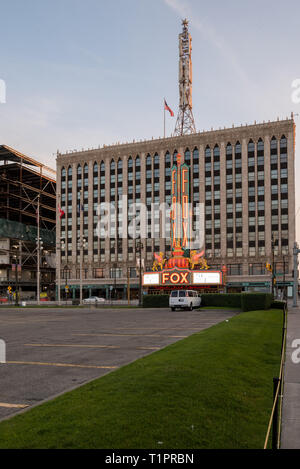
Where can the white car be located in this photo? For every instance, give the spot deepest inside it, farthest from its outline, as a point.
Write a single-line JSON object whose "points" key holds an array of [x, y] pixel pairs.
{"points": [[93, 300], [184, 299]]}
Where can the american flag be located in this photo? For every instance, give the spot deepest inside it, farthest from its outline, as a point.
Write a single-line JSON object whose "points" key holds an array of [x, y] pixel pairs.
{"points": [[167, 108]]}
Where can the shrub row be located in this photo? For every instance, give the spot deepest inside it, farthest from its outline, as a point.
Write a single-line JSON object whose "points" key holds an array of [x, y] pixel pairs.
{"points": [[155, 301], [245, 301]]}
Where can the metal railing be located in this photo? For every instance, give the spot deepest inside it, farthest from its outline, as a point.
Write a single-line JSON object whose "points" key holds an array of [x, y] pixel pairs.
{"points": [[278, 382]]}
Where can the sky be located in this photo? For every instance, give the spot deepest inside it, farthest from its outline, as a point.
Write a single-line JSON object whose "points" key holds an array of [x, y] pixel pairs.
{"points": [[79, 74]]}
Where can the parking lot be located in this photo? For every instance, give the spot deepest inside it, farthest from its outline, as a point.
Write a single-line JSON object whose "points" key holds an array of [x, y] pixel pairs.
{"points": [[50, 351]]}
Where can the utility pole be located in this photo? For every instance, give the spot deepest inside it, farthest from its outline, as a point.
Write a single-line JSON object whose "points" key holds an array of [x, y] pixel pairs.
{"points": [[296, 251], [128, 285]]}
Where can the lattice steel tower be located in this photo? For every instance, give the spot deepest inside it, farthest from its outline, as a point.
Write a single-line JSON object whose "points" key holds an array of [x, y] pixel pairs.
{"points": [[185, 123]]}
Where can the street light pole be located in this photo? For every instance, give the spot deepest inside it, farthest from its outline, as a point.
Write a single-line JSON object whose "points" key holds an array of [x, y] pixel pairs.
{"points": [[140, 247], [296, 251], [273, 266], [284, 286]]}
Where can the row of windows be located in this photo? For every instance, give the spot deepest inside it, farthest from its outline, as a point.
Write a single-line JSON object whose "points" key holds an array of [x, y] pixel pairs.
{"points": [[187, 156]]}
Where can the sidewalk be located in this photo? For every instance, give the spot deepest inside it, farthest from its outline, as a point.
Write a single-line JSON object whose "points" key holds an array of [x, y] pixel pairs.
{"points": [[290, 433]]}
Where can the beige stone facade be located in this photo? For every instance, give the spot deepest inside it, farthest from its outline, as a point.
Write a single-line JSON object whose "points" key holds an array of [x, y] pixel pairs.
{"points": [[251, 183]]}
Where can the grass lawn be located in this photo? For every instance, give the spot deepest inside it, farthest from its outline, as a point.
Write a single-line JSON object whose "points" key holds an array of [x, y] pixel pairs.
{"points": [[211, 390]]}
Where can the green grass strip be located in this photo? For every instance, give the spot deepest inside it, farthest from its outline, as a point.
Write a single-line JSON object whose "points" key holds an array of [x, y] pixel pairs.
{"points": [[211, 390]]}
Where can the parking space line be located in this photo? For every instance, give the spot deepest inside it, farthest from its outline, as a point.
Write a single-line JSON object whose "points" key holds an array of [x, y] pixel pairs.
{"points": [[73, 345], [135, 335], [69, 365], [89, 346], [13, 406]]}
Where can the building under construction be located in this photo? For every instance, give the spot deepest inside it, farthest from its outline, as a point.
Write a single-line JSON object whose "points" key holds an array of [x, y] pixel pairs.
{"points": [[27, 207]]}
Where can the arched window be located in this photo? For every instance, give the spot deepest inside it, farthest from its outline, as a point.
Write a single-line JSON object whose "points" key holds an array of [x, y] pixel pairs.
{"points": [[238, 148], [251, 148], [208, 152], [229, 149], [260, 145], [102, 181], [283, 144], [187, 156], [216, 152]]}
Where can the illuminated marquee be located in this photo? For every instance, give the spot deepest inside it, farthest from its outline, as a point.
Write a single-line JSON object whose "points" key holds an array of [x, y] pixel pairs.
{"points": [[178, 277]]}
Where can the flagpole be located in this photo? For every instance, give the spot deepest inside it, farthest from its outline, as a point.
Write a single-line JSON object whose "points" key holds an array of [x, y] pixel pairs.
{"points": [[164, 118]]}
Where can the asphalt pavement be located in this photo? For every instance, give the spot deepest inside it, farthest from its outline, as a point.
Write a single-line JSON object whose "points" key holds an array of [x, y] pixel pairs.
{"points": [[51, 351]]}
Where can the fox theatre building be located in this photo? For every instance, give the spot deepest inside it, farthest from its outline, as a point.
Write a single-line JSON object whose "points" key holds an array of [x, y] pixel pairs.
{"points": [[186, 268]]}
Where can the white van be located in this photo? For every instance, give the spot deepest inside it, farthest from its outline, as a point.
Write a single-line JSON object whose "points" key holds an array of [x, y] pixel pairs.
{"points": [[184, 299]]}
------------
● **WHAT YOU WILL DO**
Reproduce the data above word for word, omitting the pictures.

● **EXERCISE OUTPUT**
Where can the white car be located in this photo? For every instance, give the spot deepest inside it, farthest from its outline, as a point.
Write a single-line JSON object whose "points" key holds an array of [x, y] pixel pairs.
{"points": [[93, 300], [184, 299]]}
Where can the american flag be located in this photo? For every instance, give the spot deepest inside it, farthest from its outline, as a point.
Write a single-line JSON object whose "points" key holds an array of [x, y] pixel pairs.
{"points": [[167, 108]]}
Where can the shrub row be located in this photo? For every instance, give the spot deepest inside it, farthest from its outline, as a point.
Write a single-line JSON object whose "points" key holds an array of [x, y] pixel pairs.
{"points": [[155, 301], [245, 301]]}
Where can the metal railing be located in this photo? For every instance, give the spot deepest inside it, farthest from its outline, as a point.
Write a single-line JSON object whose "points" key holds an array of [x, y] pixel pairs.
{"points": [[278, 382]]}
Where can the sky be located in this photo? For every instance, give the spot deepest inside it, farthest from its outline, as a point.
Write a single-line JSON object whose "points" key holds an array of [x, y] pixel pairs.
{"points": [[79, 74]]}
Where can the parking lot be located in this photo? For every instance, give the spot deepest inside it, farthest from its outline, as a point.
Write a single-line JSON object whose "points" key holds an array of [x, y] pixel pairs.
{"points": [[50, 351]]}
Where can the utility pole be located in this photo? For every instance, give the spot deepest inside it, farthest from its outline, as a point.
Write a single-line JSON object whose "points" key holds an array of [x, y] pixel pairs.
{"points": [[296, 251], [128, 285]]}
Where can the lattice steel tower be located in this photo? For every instance, give the spot deepest inside it, farthest from its outline, as a point.
Write a single-line JSON object whose "points" key holds an array of [x, y] pixel pairs.
{"points": [[185, 123]]}
Where can the street light pole be located in this photo? For every instance, give the spot deepest inside it, farthest from its outline, as a point.
Write a single-line JSON object whose "points" key holds an array of [x, y] pixel pairs.
{"points": [[140, 247], [296, 251], [273, 266], [284, 286]]}
Where can the row of windows be located in this photo? For every instance, give the spot deepest inside it, farthest from its outline, as a point.
Write a single-line JSON object whose "points" key holds an array of [x, y] pixel pairs.
{"points": [[187, 156]]}
Where can the sidewalk be located in this photo? For every instance, give the spot deepest inside it, farthest from its outline, as a point.
Write a single-line JSON object whose "points" key holds an array of [x, y] pixel pairs.
{"points": [[290, 433]]}
Where can the beige stone facade be located in this photo? For every instance, give the spot deepest inside it, farthest from its outline, as a point.
Write a single-line JSON object whose "points" key holds an array of [x, y] pixel pairs.
{"points": [[251, 183]]}
Where can the grass lawn be located in this photo? For every instance, give the spot deepest inside it, farthest from its outline, as a point.
Write a single-line JSON object whose "points" key holds an array of [x, y] pixel pairs.
{"points": [[211, 390]]}
Where can the green grass strip be located in this photo? For every instance, give the spot deepest inside it, farthest from its outline, as a point.
Write a single-line JSON object whose "points" key holds an array of [x, y] pixel pairs.
{"points": [[211, 390]]}
Where can the parking space line be located in this photo? For every instance, give the spot deepest inside it, farthest from its outline, as a point.
Write a single-line JSON object whose "points" key holds an array of [x, y] pixel pairs.
{"points": [[73, 345], [135, 335], [69, 365], [89, 346], [13, 406]]}
Where can the building under construction be located in this photo? For every instance, give the spot deepest inside it, farthest from its outline, as a point.
Write a single-line JSON object whose "points" key holds an array of [x, y] pixel pairs.
{"points": [[27, 207]]}
Where can the arched window be located in this photo? For every instance, give the spot deepest inside it, farthest from its outline, as a point.
Write a single-line JSON object whose "points" key holds an array of [x, y] pixel pairs.
{"points": [[238, 148], [251, 148], [208, 152], [229, 149], [260, 145], [102, 181], [283, 144], [187, 156], [216, 152]]}
Where can the illuminated marquee be located in this photo? For every instance, give the spot deepest inside it, farthest from its outline, as a point.
Write a single-line JSON object whose "points" key holds an array of [x, y] pixel pairs.
{"points": [[178, 277]]}
Where can the flagpole be located in this photo? For every instance, give the spot deepest inside it, farthest from its outline, as a point.
Write a single-line JSON object whose "points" key holds an array of [x, y] pixel pairs.
{"points": [[164, 118]]}
Where can the asphalt pavement be located in this photo? For every instance, give the spot deepest inside it, farthest from its outline, as a point.
Write a single-line JSON object whose "points" key holds an array of [x, y] pixel pairs.
{"points": [[51, 351]]}
Where can the fox theatre building be located in this photo? For every instance, give the spot deepest inside it, farthest from its outline, as a point.
Write a single-line JSON object whose "points" key holds an array of [x, y] pixel pairs.
{"points": [[186, 268]]}
Where can the white van be located in this photo? For every instance, give the spot deepest inside it, farthest from its outline, as a point.
Write a single-line JSON object whose "points" key holds an array of [x, y] pixel pairs.
{"points": [[184, 299]]}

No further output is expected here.